▶ _Excerpt_
About half the population owns dogs, which bring their owners joy, companionship, and even practical help. But their tendency to bite, whether aggressively or defensively, can create very serious problems. Injuries can be mild (such as small puncture wounds) or severe (disfiguration, dismemberment, psychological trauma). Every day approximately one thousand Americans go to the emergency room to be treated for dog bites, and each year there are several
dozen fatal dog bite attacks in this country.
There is a widespread perception that large, strong breeds such as pit bulls and Rottweilers pose especially severe dangers of attack. There is some truth to this inasmuch as a high percentage of fatal dog bites are from pits, Rotts, and Presa Canarios. Other notorious breeds include Doberman Pinschers, Chows, and even German Shepherds. But in fact these dogs statistically are not particularly liable to attack people. Rather, the most aggressive breeds for attacking humans are Dachshunds, Chihuahuas, and Jack Russell Terriers. Of course, the larger breeds can do far more damage, which is why they are responsible for a disproportionate share of serious injuries and deaths.

▶ _Dataset excerpt_
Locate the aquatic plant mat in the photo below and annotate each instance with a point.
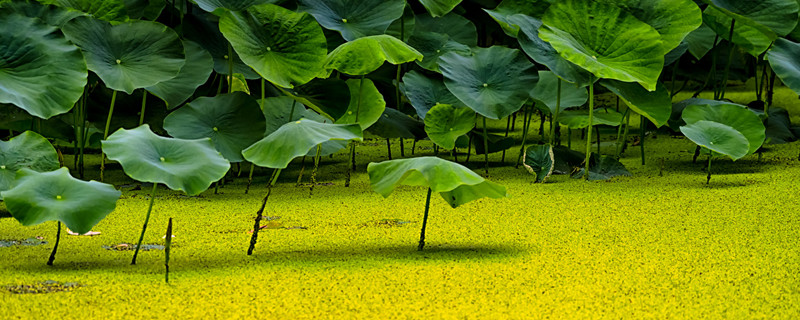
(645, 246)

▶ _Instructions_
a - In the dog bite excerpt, which breeds are the most aggressive toward humans?
b - Please copy the stretch of the dog bite excerpt from "About half the" through "in this country." without any changes.

▶ _Responses per task_
a - Dachshunds, Chihuahuas, and Jack Russell Terriers.

b -
About half the population owns dogs, which bring their owners joy, companionship, and even practical help. But their tendency to bite, whether aggressively or defensively, can create very serious problems. Injuries can be mild (such as small puncture wounds) or severe (disfiguration, dismemberment, psychological trauma). Every day approximately one thousand Americans go to the emergency room to be treated for dog bites, and each year there are several
dozen fatal dog bite attacks in this country.